*PAGE*

══════

The 257 witnesses were practically unanimous in their testimony that recent price rises, particularly in consumer items, were creating a grave national problem. In general, witnesses described the magnitude and effects of inflation in qualitative, often highly personal, They envisioned a serious decline in the standard of living, and an unbalanced movement of the economy into a period of falling prices and recession.

Spokesmen from consumer and labor groups emphasized the acute pressures upon their people of the rising costs of consumer items. They pointed out that in the case of food not only had the price rises been steep and this applied even to normally low-cost staples-but that since food purchases could not be deferred, the impact of the price rises was felt immediately and painfully. Witnesses asserted that families in the low- and fixed-income brackets were already suffering malnutrition as a result of food-price increases. The sharp price rise in other commodities, particularly clothing, also had an adverse effect upon purchasing power and standard of living of the average consumer; but here the consumer had greater flexibility in the timing and quality of his purchases, which gave him some recourse from price advances. There was little discussion of rents by the consumer and labor witnesses. Their testimony reflected the fact that this consumer item had remained relatively stable and that they anticipated a continuation of rent control with no substantial increases. A few witnesses who talked about rents at greater length were anxious that there be no rise in this major element of the cost of living. Since rents constitute one of the largest segments of a family budget, and shelter is an item which cannot be postponed, they voiced the fear that a rent increase would make acute the plight of tenants, whose standard of living had already been pushed down by rising food, clothing, and other prices.

General consensus of opinion among consumer and labor witnesses was that in the small-income groups, price increases were inflicting real hardship; in the moderate-income groups, they were lowering standards, creating insecurity by exhausting current resources and depleting savings.

══════

*MATERIAL*

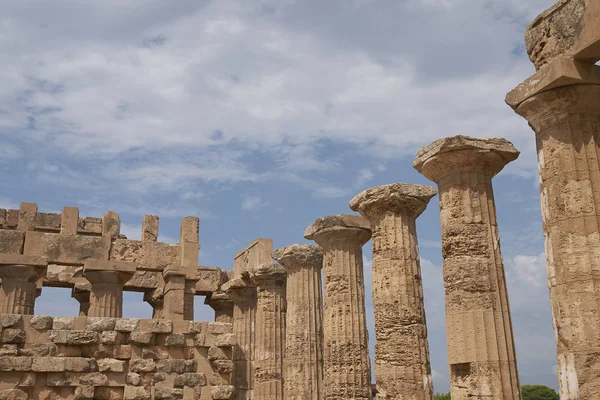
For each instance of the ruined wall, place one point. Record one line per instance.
(112, 358)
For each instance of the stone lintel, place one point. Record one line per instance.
(463, 153)
(339, 226)
(109, 265)
(400, 198)
(19, 259)
(299, 255)
(559, 73)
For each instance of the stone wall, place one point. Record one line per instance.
(112, 358)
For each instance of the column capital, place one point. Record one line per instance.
(339, 227)
(454, 154)
(299, 256)
(398, 198)
(268, 274)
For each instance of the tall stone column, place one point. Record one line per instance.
(303, 378)
(222, 303)
(561, 102)
(107, 279)
(347, 367)
(481, 349)
(243, 295)
(18, 289)
(402, 368)
(270, 330)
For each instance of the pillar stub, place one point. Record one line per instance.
(458, 154)
(398, 198)
(339, 227)
(299, 255)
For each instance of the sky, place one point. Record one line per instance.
(260, 117)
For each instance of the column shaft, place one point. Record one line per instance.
(567, 125)
(347, 367)
(270, 341)
(481, 351)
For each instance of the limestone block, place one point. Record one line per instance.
(149, 255)
(190, 380)
(15, 363)
(69, 221)
(10, 320)
(10, 335)
(127, 324)
(222, 392)
(12, 242)
(41, 322)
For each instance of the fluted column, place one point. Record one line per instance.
(566, 122)
(270, 330)
(402, 368)
(18, 288)
(222, 303)
(481, 349)
(347, 367)
(107, 279)
(243, 295)
(303, 377)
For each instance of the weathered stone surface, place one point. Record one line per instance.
(304, 321)
(401, 349)
(481, 349)
(347, 369)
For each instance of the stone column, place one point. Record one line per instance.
(107, 279)
(243, 295)
(561, 102)
(347, 367)
(81, 292)
(270, 330)
(481, 351)
(402, 368)
(222, 303)
(18, 277)
(303, 376)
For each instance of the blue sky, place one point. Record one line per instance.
(261, 116)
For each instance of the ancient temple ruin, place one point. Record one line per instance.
(276, 333)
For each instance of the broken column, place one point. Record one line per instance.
(402, 368)
(304, 321)
(347, 367)
(107, 279)
(561, 102)
(270, 330)
(243, 295)
(18, 277)
(481, 350)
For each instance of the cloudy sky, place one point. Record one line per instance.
(261, 116)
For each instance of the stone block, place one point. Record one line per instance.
(127, 325)
(13, 394)
(111, 365)
(140, 338)
(148, 255)
(10, 320)
(100, 324)
(15, 363)
(223, 392)
(63, 323)
(48, 364)
(190, 380)
(10, 335)
(41, 322)
(135, 393)
(12, 242)
(141, 365)
(175, 340)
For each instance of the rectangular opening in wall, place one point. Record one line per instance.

══════

*SHORT EXERCISE*
Revise the inflation testimony passage above, reproducing everything from "The 257 witnesses" down to "prices and recession." with "recession" changed to "depression".

*EXERCISE ANSWER*
The 257 witnesses were practically unanimous in their testimony that recent price rises, particularly in consumer items, were creating a grave national problem. In general, witnesses described the magnitude and effects of inflation in qualitative, often highly personal, They envisioned a serious decline in the standard of living, and an unbalanced movement of the economy into a period of falling prices and depression.